## Source passage
════════════════════

Later that day I am on my way to the hospital and I call to make sure she got in ok, and she did, and she tells me that my aunt Margie cleaned her entire house while she was gone, I am talking about scrubbing the kitchen, flowers on the table, the whole deal, and my mom is literally crying because she is so touched.
And I know this makes me a bad person, but it is all I can do to not say, voice dripping with sarcasm, “Yeah, it sure is nice to have someone take care of you, isn’t it?” Or I guess maybe I’m not such a bad person because I don’t end up saying every shitty thing that comes into my mind. I am annoyed, because being taken care of is what I really want and need at this point. I am getting up in the middle of the night every night, I am running around trying to do everything, I am exhausted, and I just feel like I really would have liked to have someone take care of me. And my mom just can’t. I mean, it’s not like she did nothing, she did a lot of things–she hung our Christmas decorations, she took Rowen to school every day, she went grocery shopping, but the logistical support was not overwhelming the way that my aunt’s scrubbing my mom’s house was. Stuff got done at a maintenance level, which is admittedly more than I could have ever done on my own, but I never had that “Relax, I’ll take care of everything” feeling. And I was keenly aware the whole time that my mom had this agenda about bonding with Rowen, and as her outburst showed, she can’t really take care of me emotionally, so I just feel like a petulant little kid when I hear that someone has done this overwhelming nice thing for my mom, because that’s what I want.

════════════════════

## Given information
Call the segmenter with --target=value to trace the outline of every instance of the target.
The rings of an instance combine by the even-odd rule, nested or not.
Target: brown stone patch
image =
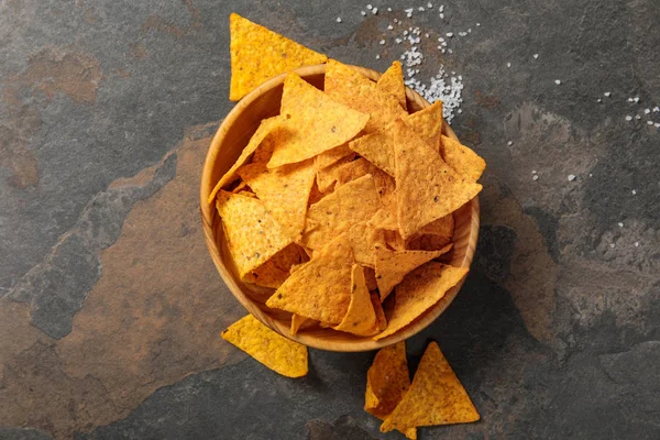
[[[518,201],[501,189],[499,182],[487,178],[481,199],[487,200],[482,204],[484,224],[505,226],[516,232],[517,241],[505,287],[510,292],[529,333],[552,346],[556,344],[552,319],[559,267],[548,252],[546,240],[535,219],[525,215]]]
[[[26,305],[0,300],[0,426],[72,438],[127,417],[161,386],[242,359],[219,334],[245,312],[222,285],[199,220],[210,132],[189,132],[172,153],[176,178],[127,216],[67,337],[45,337],[28,323]]]

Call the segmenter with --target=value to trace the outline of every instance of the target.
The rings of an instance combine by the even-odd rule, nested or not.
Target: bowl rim
[[[369,69],[369,68],[365,68],[365,67],[361,67],[361,66],[351,66],[351,67],[363,73],[365,76],[367,76],[372,80],[377,80],[377,78],[380,78],[380,76],[381,76],[380,73]],[[324,75],[326,64],[304,66],[304,67],[294,69],[293,72],[297,73],[304,79],[308,76]],[[207,202],[208,196],[211,194],[215,185],[217,184],[217,182],[211,182],[211,173],[213,169],[213,165],[220,153],[220,150],[221,150],[220,147],[223,143],[224,136],[227,135],[227,133],[229,131],[229,128],[232,127],[232,124],[239,119],[239,117],[241,116],[243,110],[246,109],[248,107],[250,107],[250,105],[253,101],[255,101],[256,99],[258,99],[258,97],[261,97],[264,92],[282,86],[284,84],[284,79],[286,78],[287,75],[288,75],[288,73],[284,73],[274,78],[271,78],[267,81],[263,82],[261,86],[258,86],[256,89],[252,90],[245,97],[243,97],[243,99],[241,99],[230,110],[230,112],[227,114],[227,117],[222,120],[222,122],[218,127],[218,130],[216,131],[216,134],[213,135],[211,143],[209,145],[209,148],[207,151],[207,156],[206,156],[206,160],[204,163],[201,182],[200,182],[200,217],[201,217],[205,241],[206,241],[207,248],[209,250],[210,256],[213,260],[213,264],[216,265],[216,268],[218,270],[218,273],[220,274],[222,282],[226,284],[226,286],[229,288],[229,290],[232,293],[232,295],[239,300],[239,302],[241,302],[241,305],[243,307],[245,307],[245,309],[250,314],[254,315],[262,323],[264,323],[265,326],[267,326],[275,332],[282,334],[283,337],[285,337],[289,340],[299,342],[299,343],[305,344],[310,348],[315,348],[315,349],[319,349],[319,350],[327,350],[327,351],[336,351],[336,352],[362,352],[362,351],[378,350],[384,346],[388,346],[394,343],[404,341],[404,340],[419,333],[424,329],[426,329],[436,319],[438,319],[438,317],[440,317],[440,315],[442,315],[444,312],[444,310],[449,307],[449,305],[457,297],[459,290],[461,289],[463,283],[465,282],[466,277],[463,277],[459,284],[457,284],[454,287],[449,289],[444,294],[444,296],[438,302],[436,302],[431,308],[426,310],[421,316],[417,317],[413,322],[410,322],[408,326],[404,327],[396,333],[394,333],[387,338],[384,338],[382,340],[378,340],[378,341],[374,341],[371,338],[359,339],[358,337],[355,337],[356,339],[354,342],[353,341],[349,342],[345,340],[339,341],[339,340],[323,339],[323,338],[319,338],[319,337],[316,337],[312,334],[306,334],[304,331],[298,332],[295,336],[292,336],[290,331],[289,331],[289,324],[284,323],[284,321],[274,319],[271,316],[268,316],[256,304],[254,304],[254,301],[251,298],[249,298],[243,293],[243,290],[241,289],[241,287],[239,286],[237,280],[234,279],[233,274],[224,265],[224,262],[222,261],[220,251],[218,249],[219,246],[216,242],[216,234],[215,234],[215,229],[213,229],[213,219],[216,216],[215,204]],[[426,107],[430,106],[430,103],[426,99],[424,99],[419,94],[417,94],[415,90],[413,90],[408,87],[406,87],[406,98],[409,101],[417,103],[420,108],[426,108]],[[452,139],[459,141],[458,136],[455,135],[455,133],[453,132],[453,130],[447,123],[447,121],[444,119],[442,120],[442,133],[449,138],[452,138]],[[475,198],[473,198],[468,204],[465,204],[462,208],[459,208],[459,209],[466,209],[470,211],[469,215],[470,215],[470,223],[471,224],[470,224],[470,229],[469,229],[466,251],[465,251],[465,255],[460,261],[460,267],[469,268],[472,264],[472,260],[474,258],[474,251],[476,249],[476,242],[479,239],[479,228],[480,228],[479,196],[476,196]]]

════════════════════

## Task 1
Reproduce the source passage word for word, starting at "Later that day" and ending at "is so touched.".
## Task 2
Summarize the source passage in two sentences.
## Task 3
According to the source passage, who took Rowen to school every day?
The records are drawn from a different source than the passage above.

## Expected answer 1
Later that day I am on my way to the hospital and I call to make sure she got in ok, and she did, and she tells me that my aunt Margie cleaned her entire house while she was gone, I am talking about scrubbing the kitchen, flowers on the table, the whole deal, and my mom is literally crying because she is so touched.

## Expected answer 2
After learning that aunt Margie cleaned the mother's entire house, which moved the mother to tears, the writer feels annoyed but holds back a sarcastic remark. Exhausted from getting up every night and trying to do everything, the writer wants to be taken care of and feels that the mother, though she got things done at a maintenance level, cannot provide that care, especially emotionally.

## Expected answer 3
The writer's mom.